» Text shown
------------------------------------------------------------------------

[clfft] 07/23: fixing ECC issue in inverse C2R tranform; pow2 only

Ghislain Vaillant ghisvail-guest at moszumanska.debian.org
Tue Aug 18 16:08:20 UTC 2015


This is an automated email from the git hooks/post-receive script.

ghisvail-guest pushed a commit to branch debian/sid
in repository clfft.

commit ccff4c9e438efd0f8d2e6d442a1c5284067f6e63
Author: bragadeesh <bragadeesh.natarajan at amd>
Date:   Wed Aug 5 15:53:40 2015 -0500

    fixing ECC issue in inverse C2R tranform; pow2 only
---
 src/library/generator.stockham.cpp | 95 ++++++++++++++++++++++++++++++++++++++
 src/tests/accuracy_test_pow3.cpp   |  2 +-
 src/tests/accuracy_test_pow5.cpp   |  2 +-
 3 files changed, 97 insertions(+), 2 deletions(-)

diff --git a/src/library/generator.stockham.cpp b/src/library/generator.stockham.cpp
index d145234..4f39e0c 100644
--- a/src/library/generator.stockham.cpp
+++ b/src/library/generator.stockham.cpp
@@ -877,6 +877,94 @@ namespace StockhamGenerator
 				}
 				return;
 			}
+
+			// block to rearrange writes of adjacent memory locations together
+			if(linearRegs && (flag == SR_WRITE) && (nextPass == NULL))
+			{
+				for(size_t r=0; r<radix; r++)
+				{
+					butterflyIndex = numPrev;
+
+					for(size_t i=0; i<numB; i++)

------------------------------------------------------------------------

» Record set

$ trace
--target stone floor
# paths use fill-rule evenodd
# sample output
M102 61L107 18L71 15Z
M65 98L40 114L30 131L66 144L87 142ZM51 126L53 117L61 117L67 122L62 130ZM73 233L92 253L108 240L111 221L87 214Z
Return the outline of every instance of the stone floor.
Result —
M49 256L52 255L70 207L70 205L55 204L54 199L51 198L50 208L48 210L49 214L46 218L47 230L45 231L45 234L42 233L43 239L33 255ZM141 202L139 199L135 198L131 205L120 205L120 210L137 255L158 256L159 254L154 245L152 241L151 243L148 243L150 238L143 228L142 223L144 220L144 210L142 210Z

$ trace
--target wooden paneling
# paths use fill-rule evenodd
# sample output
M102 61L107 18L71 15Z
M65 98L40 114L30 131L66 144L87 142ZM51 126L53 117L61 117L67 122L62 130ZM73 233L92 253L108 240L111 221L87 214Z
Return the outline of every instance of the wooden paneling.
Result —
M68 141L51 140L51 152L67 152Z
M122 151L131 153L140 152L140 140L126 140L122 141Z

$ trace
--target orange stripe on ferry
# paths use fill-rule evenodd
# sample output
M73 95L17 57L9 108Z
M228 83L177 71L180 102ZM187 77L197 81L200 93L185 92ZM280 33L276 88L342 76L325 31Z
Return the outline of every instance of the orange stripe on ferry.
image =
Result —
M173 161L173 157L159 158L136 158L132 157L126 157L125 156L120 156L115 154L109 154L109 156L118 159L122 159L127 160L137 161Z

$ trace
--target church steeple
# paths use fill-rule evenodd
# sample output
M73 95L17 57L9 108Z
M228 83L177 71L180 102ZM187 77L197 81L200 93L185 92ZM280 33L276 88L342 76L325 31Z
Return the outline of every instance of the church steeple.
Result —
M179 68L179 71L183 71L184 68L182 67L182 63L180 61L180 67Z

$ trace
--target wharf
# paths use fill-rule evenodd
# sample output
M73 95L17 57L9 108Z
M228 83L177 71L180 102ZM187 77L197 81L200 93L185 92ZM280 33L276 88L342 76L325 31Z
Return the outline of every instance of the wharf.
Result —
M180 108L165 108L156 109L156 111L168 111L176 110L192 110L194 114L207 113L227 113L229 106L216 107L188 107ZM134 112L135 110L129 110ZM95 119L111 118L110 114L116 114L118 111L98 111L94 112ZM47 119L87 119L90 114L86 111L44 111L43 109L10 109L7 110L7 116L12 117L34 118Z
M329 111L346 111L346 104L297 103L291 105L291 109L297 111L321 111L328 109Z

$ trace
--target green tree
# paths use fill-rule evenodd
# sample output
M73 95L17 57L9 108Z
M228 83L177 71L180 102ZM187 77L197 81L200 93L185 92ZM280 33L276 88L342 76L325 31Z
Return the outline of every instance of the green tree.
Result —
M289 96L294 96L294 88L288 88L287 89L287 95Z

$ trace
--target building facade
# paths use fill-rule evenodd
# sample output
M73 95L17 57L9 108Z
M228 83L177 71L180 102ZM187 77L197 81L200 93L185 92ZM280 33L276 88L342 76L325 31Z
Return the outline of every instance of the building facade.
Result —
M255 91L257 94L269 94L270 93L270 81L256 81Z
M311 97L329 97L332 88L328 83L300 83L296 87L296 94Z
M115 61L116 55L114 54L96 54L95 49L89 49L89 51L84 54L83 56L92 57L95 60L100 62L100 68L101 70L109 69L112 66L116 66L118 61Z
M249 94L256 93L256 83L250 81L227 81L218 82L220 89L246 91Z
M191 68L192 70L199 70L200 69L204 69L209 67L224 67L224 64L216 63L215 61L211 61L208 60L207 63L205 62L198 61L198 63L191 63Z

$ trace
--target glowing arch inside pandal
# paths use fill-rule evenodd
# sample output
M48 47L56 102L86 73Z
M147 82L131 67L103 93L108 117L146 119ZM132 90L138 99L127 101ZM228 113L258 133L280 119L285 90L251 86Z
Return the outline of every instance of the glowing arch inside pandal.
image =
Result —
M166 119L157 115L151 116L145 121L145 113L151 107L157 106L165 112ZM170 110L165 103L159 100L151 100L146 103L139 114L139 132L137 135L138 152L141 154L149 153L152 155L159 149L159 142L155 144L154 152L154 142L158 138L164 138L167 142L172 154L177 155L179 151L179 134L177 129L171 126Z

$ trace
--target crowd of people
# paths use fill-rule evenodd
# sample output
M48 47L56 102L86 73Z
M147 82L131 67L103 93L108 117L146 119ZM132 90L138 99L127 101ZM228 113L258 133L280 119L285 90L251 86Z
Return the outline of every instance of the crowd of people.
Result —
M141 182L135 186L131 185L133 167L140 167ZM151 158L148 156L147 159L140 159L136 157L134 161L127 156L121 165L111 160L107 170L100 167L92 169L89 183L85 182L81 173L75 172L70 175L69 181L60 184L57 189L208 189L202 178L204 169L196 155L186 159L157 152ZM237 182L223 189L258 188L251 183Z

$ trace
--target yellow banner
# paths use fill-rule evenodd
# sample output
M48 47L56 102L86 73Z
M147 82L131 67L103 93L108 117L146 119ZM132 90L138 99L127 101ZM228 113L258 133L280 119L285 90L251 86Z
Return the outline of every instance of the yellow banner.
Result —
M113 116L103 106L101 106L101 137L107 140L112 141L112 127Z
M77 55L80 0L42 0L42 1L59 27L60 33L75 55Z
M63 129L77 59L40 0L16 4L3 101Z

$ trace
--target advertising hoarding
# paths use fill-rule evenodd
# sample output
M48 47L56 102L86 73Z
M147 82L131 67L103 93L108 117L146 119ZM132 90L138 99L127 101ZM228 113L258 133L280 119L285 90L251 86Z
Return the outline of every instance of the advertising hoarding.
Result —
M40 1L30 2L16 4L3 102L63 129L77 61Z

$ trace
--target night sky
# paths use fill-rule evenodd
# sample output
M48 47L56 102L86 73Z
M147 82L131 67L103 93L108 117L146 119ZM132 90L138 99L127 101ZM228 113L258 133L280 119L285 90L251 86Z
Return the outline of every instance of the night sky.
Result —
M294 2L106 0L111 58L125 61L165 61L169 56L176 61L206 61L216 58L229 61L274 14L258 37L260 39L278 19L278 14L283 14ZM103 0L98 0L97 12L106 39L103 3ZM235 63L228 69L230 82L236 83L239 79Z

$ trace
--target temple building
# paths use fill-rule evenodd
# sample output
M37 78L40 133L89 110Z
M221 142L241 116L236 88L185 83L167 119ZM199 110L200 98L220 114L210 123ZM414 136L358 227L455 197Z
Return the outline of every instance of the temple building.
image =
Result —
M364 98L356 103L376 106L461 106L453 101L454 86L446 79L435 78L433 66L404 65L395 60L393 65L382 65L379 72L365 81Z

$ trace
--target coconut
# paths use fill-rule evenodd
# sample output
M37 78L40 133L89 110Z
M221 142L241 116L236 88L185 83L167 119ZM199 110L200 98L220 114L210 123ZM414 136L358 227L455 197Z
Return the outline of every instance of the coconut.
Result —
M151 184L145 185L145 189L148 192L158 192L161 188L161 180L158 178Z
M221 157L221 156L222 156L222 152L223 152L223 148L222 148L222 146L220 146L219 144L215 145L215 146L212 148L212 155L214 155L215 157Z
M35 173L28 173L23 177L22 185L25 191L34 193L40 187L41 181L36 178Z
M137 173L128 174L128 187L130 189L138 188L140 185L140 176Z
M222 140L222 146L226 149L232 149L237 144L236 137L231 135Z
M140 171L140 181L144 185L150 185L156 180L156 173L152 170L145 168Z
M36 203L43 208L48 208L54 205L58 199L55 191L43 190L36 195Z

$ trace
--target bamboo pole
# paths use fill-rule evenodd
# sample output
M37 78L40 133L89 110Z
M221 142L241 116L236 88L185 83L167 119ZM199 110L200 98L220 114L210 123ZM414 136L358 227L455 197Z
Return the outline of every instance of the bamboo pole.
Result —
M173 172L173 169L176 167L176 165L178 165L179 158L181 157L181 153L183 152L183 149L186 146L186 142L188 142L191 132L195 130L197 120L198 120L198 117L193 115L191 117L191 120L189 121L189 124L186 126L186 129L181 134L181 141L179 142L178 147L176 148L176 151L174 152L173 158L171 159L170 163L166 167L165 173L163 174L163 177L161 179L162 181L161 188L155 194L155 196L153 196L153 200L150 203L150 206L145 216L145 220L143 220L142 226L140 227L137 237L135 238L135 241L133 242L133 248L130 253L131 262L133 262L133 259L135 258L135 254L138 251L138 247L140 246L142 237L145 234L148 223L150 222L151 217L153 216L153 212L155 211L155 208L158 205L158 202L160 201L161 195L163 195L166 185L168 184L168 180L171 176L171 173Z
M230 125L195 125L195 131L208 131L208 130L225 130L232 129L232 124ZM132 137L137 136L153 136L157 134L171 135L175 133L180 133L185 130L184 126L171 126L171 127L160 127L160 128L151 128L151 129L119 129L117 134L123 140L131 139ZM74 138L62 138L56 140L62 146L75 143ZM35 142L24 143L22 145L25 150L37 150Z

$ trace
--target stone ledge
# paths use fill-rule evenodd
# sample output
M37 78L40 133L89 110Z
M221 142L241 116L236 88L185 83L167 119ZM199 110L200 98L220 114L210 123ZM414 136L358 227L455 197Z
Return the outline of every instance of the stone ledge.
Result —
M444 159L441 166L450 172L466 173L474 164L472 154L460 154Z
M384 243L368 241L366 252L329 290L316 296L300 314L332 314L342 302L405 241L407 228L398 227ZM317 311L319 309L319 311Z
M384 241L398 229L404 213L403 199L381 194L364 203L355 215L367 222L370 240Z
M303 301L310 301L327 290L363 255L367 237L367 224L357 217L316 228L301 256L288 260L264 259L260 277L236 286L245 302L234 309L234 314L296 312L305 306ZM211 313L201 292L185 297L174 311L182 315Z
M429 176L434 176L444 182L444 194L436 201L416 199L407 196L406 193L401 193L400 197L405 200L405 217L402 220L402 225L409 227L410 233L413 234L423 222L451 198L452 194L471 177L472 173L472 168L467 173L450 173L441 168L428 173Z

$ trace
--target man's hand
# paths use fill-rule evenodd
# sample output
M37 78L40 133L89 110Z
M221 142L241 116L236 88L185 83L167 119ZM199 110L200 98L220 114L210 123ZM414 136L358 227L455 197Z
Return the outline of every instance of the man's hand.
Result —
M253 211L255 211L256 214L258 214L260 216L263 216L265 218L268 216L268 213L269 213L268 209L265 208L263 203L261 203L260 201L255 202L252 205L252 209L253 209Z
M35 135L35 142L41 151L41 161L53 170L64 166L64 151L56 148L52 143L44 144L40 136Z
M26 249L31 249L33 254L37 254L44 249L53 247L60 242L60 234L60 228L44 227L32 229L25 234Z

------------------------------------------------------------------------

» Problem A
Transcribe the part of the clFFT commit email starting with "Ghislain Vaillant ghisvail-guest" and going on through "in repository clfft.".
» Problem B
Go on with the clFFT commit email from the point where it stops.

» Final result A
Ghislain Vaillant ghisvail-guest at moszumanska.debian.org
Tue Aug 18 16:08:20 UTC 2015


This is an automated email from the git hooks/post-receive script.

ghisvail-guest pushed a commit to branch debian/sid
in repository clfft.

» Final result B
+					{
+						if(realSpecial && (nextPass == NULL) && (r > (radix/2)))
+							break;
+
+						if(realSpecial && (nextPass == NULL) && (r == radix/2) && (i != 0))
+							break;
+
+						if(realSpecial && (nextPass == NULL) && (r == radix/2) && (i == 0))
+							passStr += "\n\t}\n\tif( rw && !me)\n\t{";
+
+						for(size_t c=cStart; c<cEnd; c++) // component loop: 0 - real, 1 - imaginary
+						{
+							std::string tail;
+							std::string regIndex;
+							regIndex = "(*R";
+							std::string buffer;
+
+							// Write real & imag at once
+							if(interleaved && (component == SR_COMP_BOTH))
+							{
+								assert(bufferRe.compare(bufferIm) == 0); // Make sure Real & Imag buffer strings are same for interleaved data
+								buffer = bufferRe;
+								RegBaseAndCountAndPos("", i*radix + r, regIndex); regIndex += ")";
+								tail = "";
+							}
+							else
+							{
+								if(c == 0)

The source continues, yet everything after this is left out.